§ **READING PASSAGE**:
________

If you were diagnosed with an aggressive cancer and the doctors recommended surgery, radiation, and chemotherapy, and then more of the same when the first round failed, would be feel distressed? If no one mentioned that
- the studies used to proclaim the "success" of chemotherapy don't count people who died in treatment because they didn't complete the course,
- that some research concludes that as many as 80% of tumor cancer patients do not see any meaningful benefits from chemotherapy 1, 2, and that the improvement in five-year outcomes is partly related to the inclusion of non-lethal cancers and early detection (which has nothing to do with chemo),
- that prolonged exposure to chemotherapy will cause organ failure and, possibly (probably?) death (no citation needed here, just read the side effects from the drug inserts)
If you were a college kid and the doctor told you that you had to have "minor" surgery on your cervix or you would get cervical cancer (and during the surgery she screwed up, and you could see the fear of a malpractice suit in her eyes when she apologized), and then you found out later that this condition and the associated virus often resolve without treatment, would you feel frustrated?
If you suffered from minor medical maladies for years and the doctors all suggested it was psychological and prescribed some superficial treatment, and then you healed yourself by dramatically reducing your exposure to HVAC and altering your diet, would you be annoyed?

________

§ **DATA LISTING**:

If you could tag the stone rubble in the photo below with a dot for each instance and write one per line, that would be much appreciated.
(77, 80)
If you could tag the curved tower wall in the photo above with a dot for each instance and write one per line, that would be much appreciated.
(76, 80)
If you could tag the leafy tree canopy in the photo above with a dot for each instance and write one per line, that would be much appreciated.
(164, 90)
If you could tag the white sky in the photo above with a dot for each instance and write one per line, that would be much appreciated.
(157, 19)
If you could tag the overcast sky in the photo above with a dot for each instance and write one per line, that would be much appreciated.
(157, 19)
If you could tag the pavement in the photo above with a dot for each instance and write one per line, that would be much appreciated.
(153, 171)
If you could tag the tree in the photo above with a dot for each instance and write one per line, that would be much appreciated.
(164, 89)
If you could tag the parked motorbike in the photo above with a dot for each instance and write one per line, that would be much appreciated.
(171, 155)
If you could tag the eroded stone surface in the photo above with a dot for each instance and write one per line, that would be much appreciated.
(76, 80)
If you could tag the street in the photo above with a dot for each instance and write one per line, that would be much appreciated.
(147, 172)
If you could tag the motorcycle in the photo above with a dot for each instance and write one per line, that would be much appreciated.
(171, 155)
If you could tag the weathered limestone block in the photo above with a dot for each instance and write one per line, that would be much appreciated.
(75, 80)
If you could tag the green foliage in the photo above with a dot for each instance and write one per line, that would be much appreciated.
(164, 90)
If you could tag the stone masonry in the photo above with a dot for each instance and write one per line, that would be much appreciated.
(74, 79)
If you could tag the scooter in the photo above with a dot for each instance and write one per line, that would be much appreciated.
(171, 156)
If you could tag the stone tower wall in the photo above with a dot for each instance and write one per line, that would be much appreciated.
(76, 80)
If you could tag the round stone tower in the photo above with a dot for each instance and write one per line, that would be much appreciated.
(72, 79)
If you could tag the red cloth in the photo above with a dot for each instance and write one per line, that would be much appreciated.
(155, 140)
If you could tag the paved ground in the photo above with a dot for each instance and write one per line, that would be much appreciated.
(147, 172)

________

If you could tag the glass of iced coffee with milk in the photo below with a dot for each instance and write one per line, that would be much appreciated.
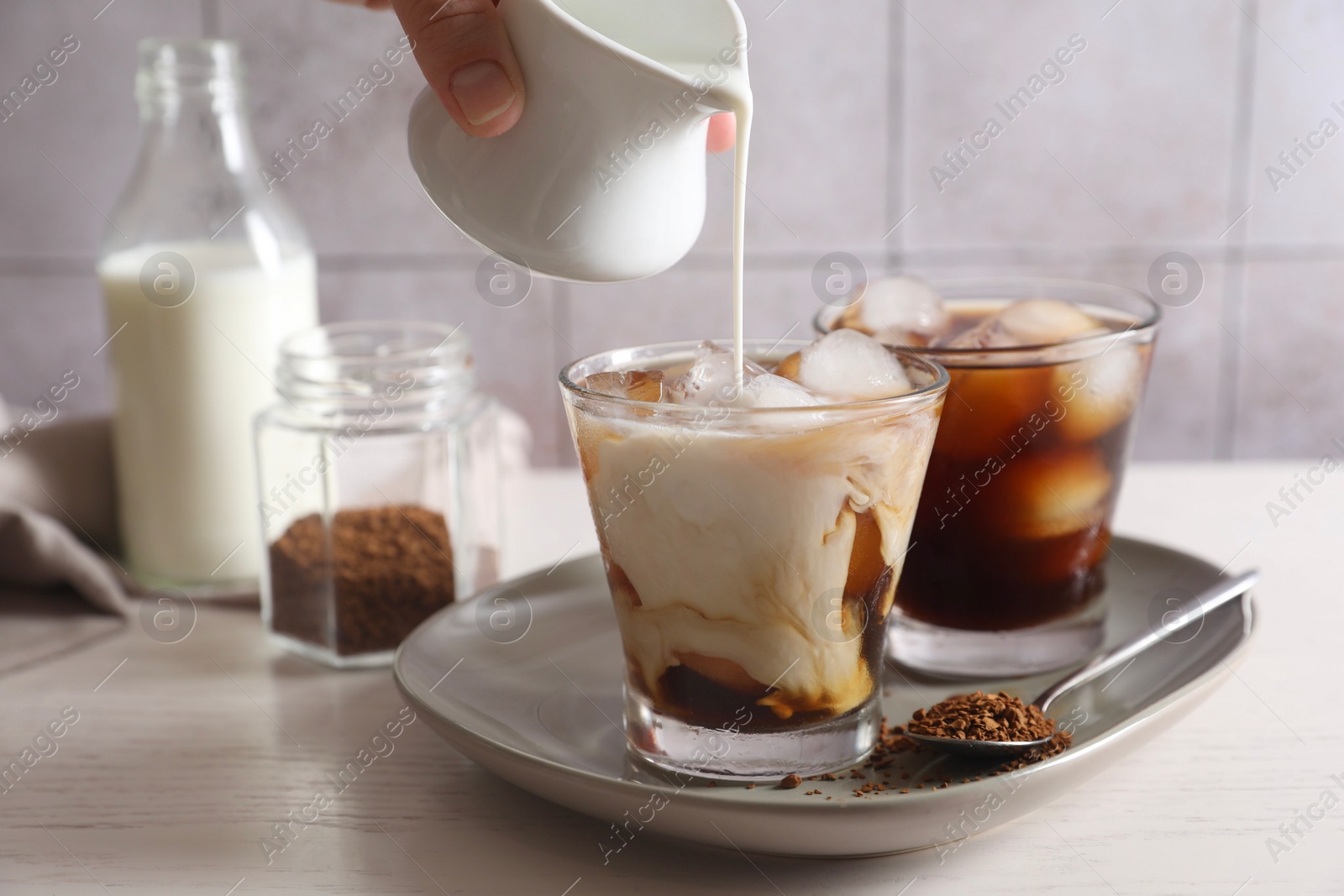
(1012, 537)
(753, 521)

________

§ **ASSIGNMENT A**:
Answer these questions from the passage on doctors' recommendations:
(i) What share of tumor cancer patients does some research conclude see no meaningful benefit from chemotherapy?
(ii) Whom do the studies used to proclaim the "success" of chemotherapy leave out?
(iii) What two changes does the person with minor medical maladies make in order to heal?
§ **ASSIGNMENT B**: List every feeling that the passage on doctors' recommendations asks the reader whether they would have.
§ **ASSIGNMENT C**: Carry on the passage on doctors' recommendations from its last sentence, keeping its voice and its pattern of questions.

§ **WRITTEN RESPONSE A**:
(i) As many as 80%.
(ii) People who died in treatment because they didn't complete the course.
(iii) Dramatically reducing exposure to HVAC and altering their diet.

§ **WRITTEN RESPONSE B**: Distressed, frustrated, annoyed

§ **WRITTEN RESPONSE C**:
If you took your toddler to a doctor for the first time in his life because of odd stools (that ultimately resolved without medical treatment) and ended up in the pediatric urologist's office with a specialist
- recommending surgery with general anaesthesia for a 22 month old because the fluid around his testicles might annoy him at some point (which it did, of course, after the doctor messed around with it), and
- telling you to forcibly break the foreskin adhesions because, er, well, just because,
If you had personal experiences with all these things, would you stop listening to doctors?
Do I sound unusually negative today? I guess the extent of this malpractice is weighing on me. These are people's lives! Practitioners in the allopathic tradition have either forgotten to stop talking when they don't know, or they have forgotten that they don't know. If you have a doctor, that relationship needs to be a partnership, not a professorship or a dictatorship. If you are a client, listen to your instincts and participate in the diagnosing process; YOU are in charge of the healing process! So, most respectfully, I suggest that, when the doc says something that sounds strange, you politely ask your doctor...to shut up. Just for a little while.